Stored entries:
--- start ---

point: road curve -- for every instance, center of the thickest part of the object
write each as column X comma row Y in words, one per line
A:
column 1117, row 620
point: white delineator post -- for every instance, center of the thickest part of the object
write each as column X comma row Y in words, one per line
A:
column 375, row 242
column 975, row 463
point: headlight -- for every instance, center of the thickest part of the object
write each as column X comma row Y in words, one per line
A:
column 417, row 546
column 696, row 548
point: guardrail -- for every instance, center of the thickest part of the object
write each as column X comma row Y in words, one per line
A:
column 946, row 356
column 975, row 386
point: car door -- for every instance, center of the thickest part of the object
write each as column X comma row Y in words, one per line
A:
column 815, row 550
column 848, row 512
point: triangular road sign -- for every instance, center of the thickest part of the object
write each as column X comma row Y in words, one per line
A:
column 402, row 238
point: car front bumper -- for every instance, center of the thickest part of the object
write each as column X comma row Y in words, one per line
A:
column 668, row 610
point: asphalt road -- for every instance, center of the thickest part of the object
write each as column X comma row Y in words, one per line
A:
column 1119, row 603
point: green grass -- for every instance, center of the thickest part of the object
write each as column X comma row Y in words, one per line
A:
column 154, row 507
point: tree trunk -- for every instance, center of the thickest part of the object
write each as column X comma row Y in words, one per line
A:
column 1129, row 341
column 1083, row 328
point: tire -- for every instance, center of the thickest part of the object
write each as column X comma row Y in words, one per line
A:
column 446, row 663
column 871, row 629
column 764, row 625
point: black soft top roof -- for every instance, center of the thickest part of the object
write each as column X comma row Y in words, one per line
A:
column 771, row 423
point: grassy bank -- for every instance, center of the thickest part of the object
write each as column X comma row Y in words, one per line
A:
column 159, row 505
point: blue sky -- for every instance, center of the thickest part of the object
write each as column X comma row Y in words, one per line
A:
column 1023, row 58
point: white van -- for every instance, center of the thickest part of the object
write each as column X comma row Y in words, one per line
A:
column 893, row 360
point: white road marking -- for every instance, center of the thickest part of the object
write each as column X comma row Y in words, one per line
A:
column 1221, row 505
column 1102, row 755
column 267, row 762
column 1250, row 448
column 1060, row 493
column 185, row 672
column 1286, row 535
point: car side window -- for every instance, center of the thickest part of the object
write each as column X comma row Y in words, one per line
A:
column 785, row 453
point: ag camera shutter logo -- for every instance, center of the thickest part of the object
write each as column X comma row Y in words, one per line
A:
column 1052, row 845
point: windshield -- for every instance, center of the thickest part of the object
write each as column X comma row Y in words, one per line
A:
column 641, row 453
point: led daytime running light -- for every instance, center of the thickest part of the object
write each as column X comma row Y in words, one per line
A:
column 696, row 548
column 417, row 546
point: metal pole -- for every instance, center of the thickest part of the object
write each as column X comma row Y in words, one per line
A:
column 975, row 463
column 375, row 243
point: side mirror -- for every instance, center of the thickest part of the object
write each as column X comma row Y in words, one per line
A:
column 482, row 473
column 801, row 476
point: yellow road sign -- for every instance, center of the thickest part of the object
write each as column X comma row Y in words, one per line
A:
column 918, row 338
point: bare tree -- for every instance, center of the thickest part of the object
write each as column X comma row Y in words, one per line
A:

--- end ---

# [YOUR GOAL]
Copy out the lines of the material word for word, starting at the line that contains "point: yellow road" and ending at the last line of the material.

# [CORRECT RESULT]
point: yellow road sign -- for every instance, center of the thickest part of the object
write each as column X comma row Y in words, one per line
A:
column 918, row 338
point: bare tree -- for every instance, center of the thickest part of the object
write each as column X comma row Y in words, one per line
A:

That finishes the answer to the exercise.